• **AIM OF THE EXERCISE**: Edit the listing below, swapping "white background" for "pale backdrop" wherever it occurs and leaving every other character untouched.

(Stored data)
** start **
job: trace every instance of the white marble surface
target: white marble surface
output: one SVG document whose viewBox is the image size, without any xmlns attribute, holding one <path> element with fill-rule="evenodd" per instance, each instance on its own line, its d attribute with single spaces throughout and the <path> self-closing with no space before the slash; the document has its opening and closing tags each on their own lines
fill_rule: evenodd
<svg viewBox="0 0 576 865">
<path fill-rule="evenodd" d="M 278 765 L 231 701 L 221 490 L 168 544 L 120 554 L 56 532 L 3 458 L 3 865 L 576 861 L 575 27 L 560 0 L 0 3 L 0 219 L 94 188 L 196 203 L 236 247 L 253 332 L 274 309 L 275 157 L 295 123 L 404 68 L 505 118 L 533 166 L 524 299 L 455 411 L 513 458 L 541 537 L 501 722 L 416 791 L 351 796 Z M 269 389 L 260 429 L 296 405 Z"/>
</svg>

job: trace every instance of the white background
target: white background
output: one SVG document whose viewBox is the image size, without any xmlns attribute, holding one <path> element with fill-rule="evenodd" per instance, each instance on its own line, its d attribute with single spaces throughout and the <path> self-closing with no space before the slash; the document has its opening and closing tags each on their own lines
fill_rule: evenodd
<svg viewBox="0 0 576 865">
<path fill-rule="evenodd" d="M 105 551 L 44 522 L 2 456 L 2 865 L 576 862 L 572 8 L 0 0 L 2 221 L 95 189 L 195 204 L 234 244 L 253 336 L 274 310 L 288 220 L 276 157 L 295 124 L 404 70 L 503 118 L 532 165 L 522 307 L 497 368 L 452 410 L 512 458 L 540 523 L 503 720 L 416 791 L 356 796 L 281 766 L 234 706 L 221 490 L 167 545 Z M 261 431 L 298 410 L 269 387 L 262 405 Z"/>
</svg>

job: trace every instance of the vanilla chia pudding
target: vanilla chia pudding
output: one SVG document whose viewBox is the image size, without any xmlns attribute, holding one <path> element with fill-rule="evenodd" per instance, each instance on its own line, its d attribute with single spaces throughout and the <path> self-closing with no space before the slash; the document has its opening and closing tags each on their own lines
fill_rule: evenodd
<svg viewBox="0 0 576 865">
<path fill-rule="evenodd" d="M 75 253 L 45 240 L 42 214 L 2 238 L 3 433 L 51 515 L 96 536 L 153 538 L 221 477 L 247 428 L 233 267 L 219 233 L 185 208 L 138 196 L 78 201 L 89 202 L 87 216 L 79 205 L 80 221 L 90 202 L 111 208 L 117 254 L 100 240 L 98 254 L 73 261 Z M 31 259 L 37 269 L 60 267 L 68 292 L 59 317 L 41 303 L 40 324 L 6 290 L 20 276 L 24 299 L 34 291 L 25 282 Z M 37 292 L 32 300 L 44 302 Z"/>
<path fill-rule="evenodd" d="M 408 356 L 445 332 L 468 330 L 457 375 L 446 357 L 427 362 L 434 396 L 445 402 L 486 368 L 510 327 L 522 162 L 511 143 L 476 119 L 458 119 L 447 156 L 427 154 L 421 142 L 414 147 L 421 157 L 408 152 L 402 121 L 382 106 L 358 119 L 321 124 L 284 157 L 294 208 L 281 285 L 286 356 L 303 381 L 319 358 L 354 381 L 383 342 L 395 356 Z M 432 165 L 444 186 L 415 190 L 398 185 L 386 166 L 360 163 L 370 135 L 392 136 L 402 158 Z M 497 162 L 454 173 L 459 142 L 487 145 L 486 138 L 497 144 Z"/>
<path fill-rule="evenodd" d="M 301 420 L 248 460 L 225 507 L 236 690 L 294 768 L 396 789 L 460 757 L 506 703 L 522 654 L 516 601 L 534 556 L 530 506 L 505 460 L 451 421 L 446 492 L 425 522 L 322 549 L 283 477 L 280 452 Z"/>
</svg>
** end **
• **SOLUTION FOR THIS PROBLEM**:
job: trace every instance of the white marble surface
target: white marble surface
output: one SVG document whose viewBox is the image size, without any xmlns attribute, holding one <path> element with fill-rule="evenodd" per instance, each instance on its own line, its d attribute with single spaces throughout and the <path> self-closing with no space before the slash; the document has its opening and closing tags each on their own lines
fill_rule: evenodd
<svg viewBox="0 0 576 865">
<path fill-rule="evenodd" d="M 278 765 L 231 701 L 221 490 L 168 544 L 120 554 L 56 532 L 3 458 L 3 865 L 576 861 L 575 27 L 560 0 L 0 3 L 0 219 L 94 188 L 196 203 L 236 247 L 253 332 L 274 309 L 275 157 L 295 123 L 404 68 L 505 118 L 533 166 L 524 299 L 455 411 L 513 458 L 541 537 L 501 722 L 416 791 L 351 796 Z M 269 389 L 260 429 L 296 405 Z"/>
</svg>

job: trace every instance of the pale backdrop
target: pale backdrop
output: one SVG document whose viewBox is the image size, without any xmlns attribute, holding one <path> element with fill-rule="evenodd" per instance, each instance on its own line, its d attribute with single spaces throughout and the <path> self-closing with no space before the slash; the document has its opening and closing tags each on their own lines
fill_rule: evenodd
<svg viewBox="0 0 576 865">
<path fill-rule="evenodd" d="M 105 551 L 44 522 L 2 456 L 2 865 L 576 862 L 572 8 L 0 0 L 2 221 L 95 189 L 195 204 L 234 244 L 253 336 L 274 310 L 288 220 L 276 157 L 295 124 L 404 70 L 503 118 L 532 165 L 522 307 L 497 368 L 452 410 L 512 458 L 540 523 L 503 720 L 416 791 L 356 796 L 281 766 L 234 706 L 221 490 L 167 545 Z M 261 431 L 298 410 L 269 387 L 262 405 Z"/>
</svg>

job: trace every instance of the vanilla chia pudding
target: vanilla chia pudding
output: one SVG document whose viewBox is the image size, without any xmlns attribute, holding one <path> element with fill-rule="evenodd" per instance, each instance on its own line, its d attribute with single spaces throughout and the <path> self-closing with no space before the slash; the document has its opening and closing tags each on their own lines
fill_rule: evenodd
<svg viewBox="0 0 576 865">
<path fill-rule="evenodd" d="M 75 253 L 45 240 L 42 214 L 2 238 L 3 433 L 51 515 L 96 536 L 153 538 L 221 477 L 247 428 L 233 267 L 219 233 L 185 208 L 138 196 L 78 201 L 89 202 L 87 216 L 79 205 L 80 221 L 90 202 L 111 208 L 117 254 L 100 240 L 98 254 L 73 261 Z M 31 259 L 37 269 L 60 267 L 68 292 L 59 317 L 41 303 L 40 324 L 6 290 L 20 276 L 24 299 L 34 291 L 25 282 Z M 37 292 L 32 300 L 44 302 Z"/>
<path fill-rule="evenodd" d="M 408 356 L 445 332 L 468 330 L 457 375 L 446 357 L 427 362 L 434 396 L 445 402 L 486 368 L 510 327 L 522 162 L 511 143 L 476 119 L 458 119 L 447 156 L 427 154 L 421 142 L 414 147 L 421 157 L 408 152 L 402 121 L 382 106 L 358 119 L 321 124 L 284 157 L 294 208 L 281 285 L 286 356 L 303 381 L 319 358 L 354 381 L 383 342 L 395 356 Z M 432 165 L 444 186 L 415 190 L 398 185 L 386 166 L 360 163 L 370 135 L 392 136 L 402 158 Z M 497 162 L 454 173 L 459 142 L 487 145 L 486 138 L 497 144 Z"/>
<path fill-rule="evenodd" d="M 301 420 L 248 460 L 225 507 L 236 690 L 294 768 L 396 789 L 460 757 L 506 703 L 522 654 L 516 601 L 534 556 L 530 506 L 505 460 L 451 421 L 446 492 L 425 522 L 322 549 L 283 477 L 280 452 Z"/>
</svg>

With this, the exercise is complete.